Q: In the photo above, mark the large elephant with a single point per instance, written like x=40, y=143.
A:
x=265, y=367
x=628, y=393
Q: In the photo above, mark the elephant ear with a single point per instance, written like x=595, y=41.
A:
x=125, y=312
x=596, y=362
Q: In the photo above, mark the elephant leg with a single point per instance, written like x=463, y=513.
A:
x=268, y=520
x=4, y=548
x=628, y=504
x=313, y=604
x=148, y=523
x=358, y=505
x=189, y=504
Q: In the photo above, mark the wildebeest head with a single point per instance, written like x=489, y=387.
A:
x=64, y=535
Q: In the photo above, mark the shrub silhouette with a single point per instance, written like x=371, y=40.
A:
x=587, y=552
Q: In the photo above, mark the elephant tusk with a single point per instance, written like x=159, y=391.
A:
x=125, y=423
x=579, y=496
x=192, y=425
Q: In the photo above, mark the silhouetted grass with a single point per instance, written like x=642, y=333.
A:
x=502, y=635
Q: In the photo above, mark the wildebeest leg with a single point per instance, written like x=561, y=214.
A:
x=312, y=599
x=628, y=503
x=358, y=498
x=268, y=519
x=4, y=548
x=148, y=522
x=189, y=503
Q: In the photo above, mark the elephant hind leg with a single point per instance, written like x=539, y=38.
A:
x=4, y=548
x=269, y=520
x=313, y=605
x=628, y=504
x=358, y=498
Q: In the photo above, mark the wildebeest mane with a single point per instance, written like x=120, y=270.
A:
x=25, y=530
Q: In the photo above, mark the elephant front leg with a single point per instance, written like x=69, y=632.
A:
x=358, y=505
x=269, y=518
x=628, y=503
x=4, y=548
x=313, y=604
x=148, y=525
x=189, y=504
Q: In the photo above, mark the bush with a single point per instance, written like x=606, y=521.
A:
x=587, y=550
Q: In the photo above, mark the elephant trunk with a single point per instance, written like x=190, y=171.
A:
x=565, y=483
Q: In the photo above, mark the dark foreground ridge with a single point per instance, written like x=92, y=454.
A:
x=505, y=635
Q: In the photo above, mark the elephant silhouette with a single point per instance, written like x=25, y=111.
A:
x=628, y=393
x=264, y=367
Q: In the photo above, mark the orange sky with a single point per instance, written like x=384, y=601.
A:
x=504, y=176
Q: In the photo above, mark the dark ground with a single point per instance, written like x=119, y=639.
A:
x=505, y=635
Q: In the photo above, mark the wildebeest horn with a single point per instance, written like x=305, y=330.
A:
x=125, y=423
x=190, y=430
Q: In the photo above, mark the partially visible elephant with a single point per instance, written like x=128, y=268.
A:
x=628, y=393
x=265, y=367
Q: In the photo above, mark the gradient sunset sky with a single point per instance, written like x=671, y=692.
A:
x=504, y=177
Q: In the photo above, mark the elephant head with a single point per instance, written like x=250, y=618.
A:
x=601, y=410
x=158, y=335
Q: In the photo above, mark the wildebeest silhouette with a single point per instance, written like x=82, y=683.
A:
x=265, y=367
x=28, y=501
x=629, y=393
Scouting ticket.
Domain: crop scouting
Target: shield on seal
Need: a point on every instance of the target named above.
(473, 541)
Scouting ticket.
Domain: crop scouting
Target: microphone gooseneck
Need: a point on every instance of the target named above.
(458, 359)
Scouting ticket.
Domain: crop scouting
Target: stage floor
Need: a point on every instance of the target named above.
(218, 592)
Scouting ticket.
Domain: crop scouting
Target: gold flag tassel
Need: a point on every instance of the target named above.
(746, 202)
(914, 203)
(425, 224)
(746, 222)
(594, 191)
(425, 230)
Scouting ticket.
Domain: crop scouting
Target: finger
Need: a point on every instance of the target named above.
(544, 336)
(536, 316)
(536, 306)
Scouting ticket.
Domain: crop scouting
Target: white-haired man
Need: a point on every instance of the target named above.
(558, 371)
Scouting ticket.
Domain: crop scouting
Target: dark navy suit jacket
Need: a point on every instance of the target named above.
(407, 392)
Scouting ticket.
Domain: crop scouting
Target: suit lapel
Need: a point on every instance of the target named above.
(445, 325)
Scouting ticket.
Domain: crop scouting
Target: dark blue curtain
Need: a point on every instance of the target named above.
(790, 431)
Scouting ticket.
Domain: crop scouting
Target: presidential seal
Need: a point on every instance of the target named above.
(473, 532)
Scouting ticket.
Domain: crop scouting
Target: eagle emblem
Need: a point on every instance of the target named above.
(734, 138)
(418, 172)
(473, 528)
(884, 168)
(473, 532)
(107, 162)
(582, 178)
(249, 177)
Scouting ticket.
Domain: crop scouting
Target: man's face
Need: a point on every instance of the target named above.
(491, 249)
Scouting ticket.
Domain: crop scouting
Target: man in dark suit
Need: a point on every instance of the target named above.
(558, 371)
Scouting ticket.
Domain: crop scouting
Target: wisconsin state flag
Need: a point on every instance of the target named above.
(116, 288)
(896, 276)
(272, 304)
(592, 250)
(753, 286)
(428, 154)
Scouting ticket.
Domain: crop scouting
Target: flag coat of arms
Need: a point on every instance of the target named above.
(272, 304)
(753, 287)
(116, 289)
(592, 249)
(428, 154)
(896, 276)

■ ■ ■ ■

◆ **Instructions for the task**
Some lines above contain the word "dark". Copy each of them.

◆ **Task answer**
Q: In the photo above, mark the dark foreground ridge with a single point per instance, written like x=92, y=454.
Q: In the photo above, mark the dark ground with a single point per instance, written like x=119, y=639.
Target: dark navy suit jacket
Target: dark blue curtain
Target: man in dark suit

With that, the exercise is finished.